(Region pointing data)
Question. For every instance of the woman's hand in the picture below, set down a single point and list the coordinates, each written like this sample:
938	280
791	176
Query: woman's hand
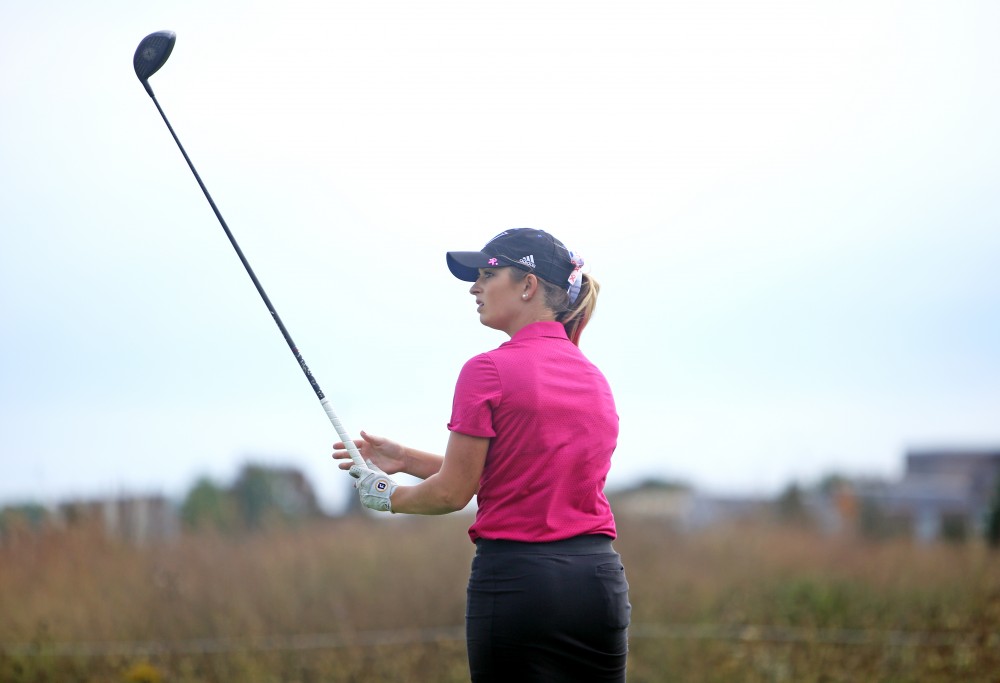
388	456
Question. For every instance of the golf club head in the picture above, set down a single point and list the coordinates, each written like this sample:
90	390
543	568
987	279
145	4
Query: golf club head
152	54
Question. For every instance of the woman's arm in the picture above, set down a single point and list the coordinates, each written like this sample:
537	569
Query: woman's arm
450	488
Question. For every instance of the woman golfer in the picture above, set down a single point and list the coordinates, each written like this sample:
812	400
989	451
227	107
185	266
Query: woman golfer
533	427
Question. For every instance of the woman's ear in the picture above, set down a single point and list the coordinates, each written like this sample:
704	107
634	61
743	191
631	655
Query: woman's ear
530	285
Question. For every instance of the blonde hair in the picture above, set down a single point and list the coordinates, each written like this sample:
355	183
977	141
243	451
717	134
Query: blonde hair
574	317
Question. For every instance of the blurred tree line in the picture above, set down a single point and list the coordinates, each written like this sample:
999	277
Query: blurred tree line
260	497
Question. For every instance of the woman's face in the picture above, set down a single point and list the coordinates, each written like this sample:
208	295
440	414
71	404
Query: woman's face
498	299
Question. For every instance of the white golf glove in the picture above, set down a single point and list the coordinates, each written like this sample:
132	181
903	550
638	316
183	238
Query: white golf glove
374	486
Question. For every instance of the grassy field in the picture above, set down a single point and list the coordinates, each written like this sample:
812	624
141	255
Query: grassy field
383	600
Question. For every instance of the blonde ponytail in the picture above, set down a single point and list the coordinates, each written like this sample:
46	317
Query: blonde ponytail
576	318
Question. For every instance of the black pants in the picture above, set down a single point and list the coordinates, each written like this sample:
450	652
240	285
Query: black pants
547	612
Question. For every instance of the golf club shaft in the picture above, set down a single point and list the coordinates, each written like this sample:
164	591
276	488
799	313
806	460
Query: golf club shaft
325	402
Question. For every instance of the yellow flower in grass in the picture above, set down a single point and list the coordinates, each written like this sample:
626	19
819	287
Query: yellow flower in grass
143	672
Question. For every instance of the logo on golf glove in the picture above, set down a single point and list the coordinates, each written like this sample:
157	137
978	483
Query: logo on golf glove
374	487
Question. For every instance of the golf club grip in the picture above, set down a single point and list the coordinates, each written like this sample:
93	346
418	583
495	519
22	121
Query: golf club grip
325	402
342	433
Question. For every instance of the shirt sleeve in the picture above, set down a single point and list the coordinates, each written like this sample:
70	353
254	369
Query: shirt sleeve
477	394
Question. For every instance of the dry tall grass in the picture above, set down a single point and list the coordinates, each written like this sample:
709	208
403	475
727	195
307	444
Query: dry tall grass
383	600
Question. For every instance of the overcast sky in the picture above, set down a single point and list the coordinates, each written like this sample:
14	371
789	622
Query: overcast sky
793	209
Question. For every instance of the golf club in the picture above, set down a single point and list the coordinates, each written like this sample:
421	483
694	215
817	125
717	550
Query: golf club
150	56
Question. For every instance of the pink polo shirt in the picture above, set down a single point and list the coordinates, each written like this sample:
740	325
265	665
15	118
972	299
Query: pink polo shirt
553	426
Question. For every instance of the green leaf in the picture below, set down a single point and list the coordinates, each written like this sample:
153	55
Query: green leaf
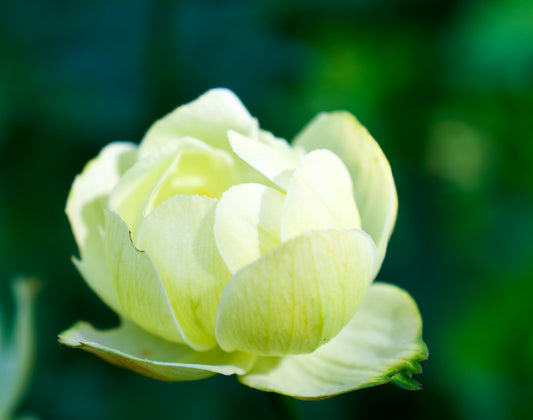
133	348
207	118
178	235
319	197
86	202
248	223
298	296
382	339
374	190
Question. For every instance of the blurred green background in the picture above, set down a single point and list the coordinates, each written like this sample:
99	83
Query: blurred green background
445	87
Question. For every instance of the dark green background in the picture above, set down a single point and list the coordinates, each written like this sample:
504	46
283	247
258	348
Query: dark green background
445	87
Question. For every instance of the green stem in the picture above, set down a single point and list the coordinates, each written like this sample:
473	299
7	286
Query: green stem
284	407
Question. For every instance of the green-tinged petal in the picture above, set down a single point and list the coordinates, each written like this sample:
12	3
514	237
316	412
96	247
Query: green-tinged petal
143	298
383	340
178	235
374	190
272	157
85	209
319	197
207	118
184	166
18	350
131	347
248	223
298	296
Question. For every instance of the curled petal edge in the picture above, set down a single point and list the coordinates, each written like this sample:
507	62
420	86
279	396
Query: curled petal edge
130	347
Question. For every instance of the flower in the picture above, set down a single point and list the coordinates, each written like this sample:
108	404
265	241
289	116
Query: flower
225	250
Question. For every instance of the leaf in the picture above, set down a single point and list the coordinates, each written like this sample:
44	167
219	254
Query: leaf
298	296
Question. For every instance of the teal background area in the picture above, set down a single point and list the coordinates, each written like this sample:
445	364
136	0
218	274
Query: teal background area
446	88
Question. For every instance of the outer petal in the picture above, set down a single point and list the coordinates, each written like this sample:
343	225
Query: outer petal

* * *

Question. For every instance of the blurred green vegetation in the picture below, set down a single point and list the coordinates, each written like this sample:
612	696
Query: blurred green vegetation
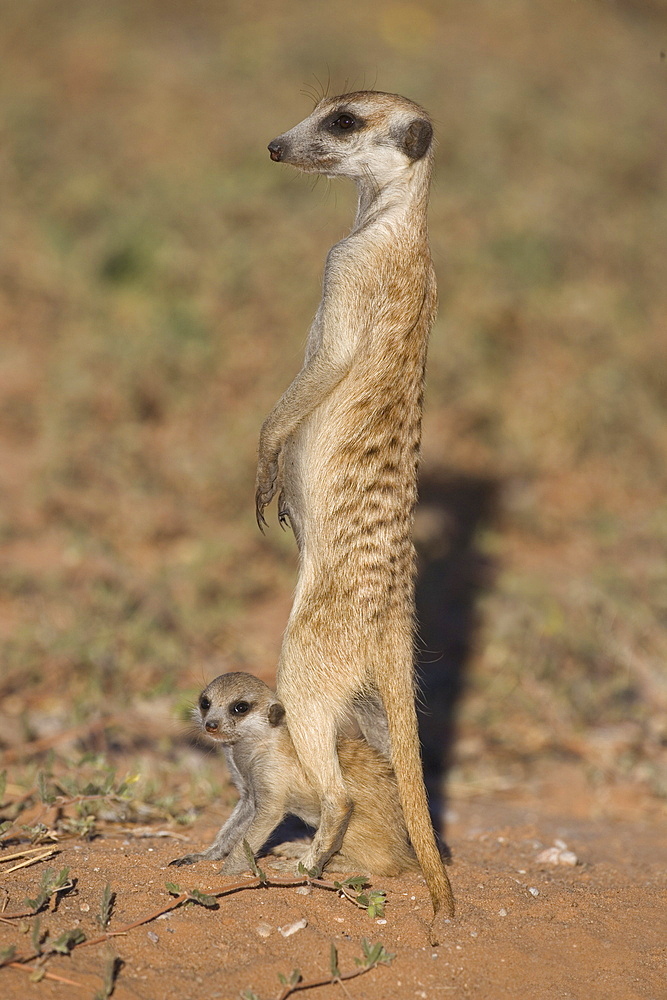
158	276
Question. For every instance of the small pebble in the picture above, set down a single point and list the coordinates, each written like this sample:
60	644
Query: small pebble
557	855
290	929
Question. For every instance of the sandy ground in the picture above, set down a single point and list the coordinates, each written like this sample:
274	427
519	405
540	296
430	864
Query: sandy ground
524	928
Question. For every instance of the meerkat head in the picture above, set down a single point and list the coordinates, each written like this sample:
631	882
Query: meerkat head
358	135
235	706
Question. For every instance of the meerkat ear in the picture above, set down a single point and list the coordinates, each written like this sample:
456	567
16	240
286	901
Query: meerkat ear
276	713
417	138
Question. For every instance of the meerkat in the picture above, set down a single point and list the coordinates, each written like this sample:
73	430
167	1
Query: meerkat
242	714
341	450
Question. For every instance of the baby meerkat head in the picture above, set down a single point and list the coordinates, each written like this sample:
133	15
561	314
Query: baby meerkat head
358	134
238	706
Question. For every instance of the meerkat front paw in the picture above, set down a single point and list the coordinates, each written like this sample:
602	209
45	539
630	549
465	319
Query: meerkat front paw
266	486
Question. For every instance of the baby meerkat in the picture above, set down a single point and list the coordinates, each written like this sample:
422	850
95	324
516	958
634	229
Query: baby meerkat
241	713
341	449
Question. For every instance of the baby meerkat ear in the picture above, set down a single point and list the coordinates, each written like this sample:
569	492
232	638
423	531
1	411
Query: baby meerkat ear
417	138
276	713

TRY IT => Scan the lines above for the word "below" and copy every one where it occurs.

EXERCISE RESPONSE =>
Question. For every instance of the woman's hand in the picture below, set down a single point and list the coordinates, each written like this sample:
Question. For every instance of the green leaf in the picture below, set down a single point and list the coordinates, each written like this sample:
Question. For every instance of the blurred green vegetation in the picture below, set down a single point and list the coordinates, each written like this sample:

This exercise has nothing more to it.